__SOURCE MATERIAL__:
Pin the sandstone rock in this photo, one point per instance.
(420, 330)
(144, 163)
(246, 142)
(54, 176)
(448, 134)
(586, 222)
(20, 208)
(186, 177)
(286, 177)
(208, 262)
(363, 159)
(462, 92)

__EXERCISE DESCRIPTION__:
The full set of entries above has to be restated exactly.

__EXERCISE RESULT__:
Pin the sandstone rock in this photo, one point per instance.
(420, 330)
(144, 163)
(246, 142)
(54, 176)
(448, 134)
(586, 222)
(20, 208)
(186, 177)
(286, 177)
(208, 262)
(363, 159)
(462, 92)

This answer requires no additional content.